Путин - некая смысловая матрешка, русская хаотичность, размноженность самого себя, матрешка расписная, лакированная - в ней азиатчина, мещанство, безвкусица, комфорт местечковый. Это то, что в России безвременно и избыточно существует. То, что неприятно и в то же время притягательно. Кич, щекочущий душу. То, в чем содержится не только пошлость и примитив, но и обаяние простоты, очарование разухабистого гусельно-карусельного пляса, хохломского хохотка, щучьего веления, экзистенциальная неуловимость колобка. "Мир ловил меня, но не поймал". А Колобок - это, пожалуй, единственный намек на обретение свободы. Сказка на ночь...

****

### Короткая задача 1:
Перечислите всё, что, согласно статье, заключено в расписной лакированной матрешке.

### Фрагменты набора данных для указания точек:
****

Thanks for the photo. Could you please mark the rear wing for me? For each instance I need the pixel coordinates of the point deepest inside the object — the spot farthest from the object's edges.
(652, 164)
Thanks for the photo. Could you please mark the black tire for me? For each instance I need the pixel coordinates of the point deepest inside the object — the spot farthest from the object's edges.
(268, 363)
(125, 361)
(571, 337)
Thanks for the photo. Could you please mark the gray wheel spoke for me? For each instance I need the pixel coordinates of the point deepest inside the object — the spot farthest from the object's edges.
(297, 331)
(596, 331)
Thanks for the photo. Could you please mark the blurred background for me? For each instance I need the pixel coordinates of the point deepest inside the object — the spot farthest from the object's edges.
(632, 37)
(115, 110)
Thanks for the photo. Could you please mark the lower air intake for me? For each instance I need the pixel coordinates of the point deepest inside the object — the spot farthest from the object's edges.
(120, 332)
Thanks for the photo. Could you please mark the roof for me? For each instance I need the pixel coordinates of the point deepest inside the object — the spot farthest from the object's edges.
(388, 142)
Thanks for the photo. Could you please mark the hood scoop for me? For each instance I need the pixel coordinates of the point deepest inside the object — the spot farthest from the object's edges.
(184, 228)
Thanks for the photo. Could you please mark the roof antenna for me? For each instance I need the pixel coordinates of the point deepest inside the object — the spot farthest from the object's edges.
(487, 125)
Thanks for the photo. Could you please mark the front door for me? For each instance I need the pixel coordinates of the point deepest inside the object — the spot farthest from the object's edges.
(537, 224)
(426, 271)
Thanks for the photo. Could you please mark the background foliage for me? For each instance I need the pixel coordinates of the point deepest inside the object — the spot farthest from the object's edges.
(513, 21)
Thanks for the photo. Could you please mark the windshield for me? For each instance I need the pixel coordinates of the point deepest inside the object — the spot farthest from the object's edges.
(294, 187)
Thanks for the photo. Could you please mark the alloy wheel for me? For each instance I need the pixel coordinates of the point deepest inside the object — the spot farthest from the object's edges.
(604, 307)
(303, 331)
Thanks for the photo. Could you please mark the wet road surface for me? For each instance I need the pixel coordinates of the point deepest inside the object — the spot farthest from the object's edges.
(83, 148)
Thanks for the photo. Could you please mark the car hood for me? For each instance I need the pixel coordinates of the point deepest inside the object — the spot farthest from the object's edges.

****

### Короткая задача 2:
Масштабируйте записи: выпишите заново все строки, начиная со строки, где есть «Thanks for the photo. Could you please mark the alloy», и до конца записей включительно, вместе с запросами. Каждую координату точек в ответах умножьте на 1,35 и округлите до целого, половины вверх.

### Верный ответ 1:
Азиатчина, мещанство, безвкусица, комфорт местечковый.

### Верный ответ 2:
Thanks for the photo. Could you please mark the alloy wheel for me? For each instance I need the pixel coordinates of the point deepest inside the object — the spot farthest from the object's edges.
(815, 414)
(409, 447)
Thanks for the photo. Could you please mark the wet road surface for me? For each instance I need the pixel coordinates of the point deepest inside the object — the spot farthest from the object's edges.
(112, 200)
Thanks for the photo. Could you please mark the car hood for me? For each instance I need the pixel coordinates of the point deepest inside the object — the spot farthest from the object's edges.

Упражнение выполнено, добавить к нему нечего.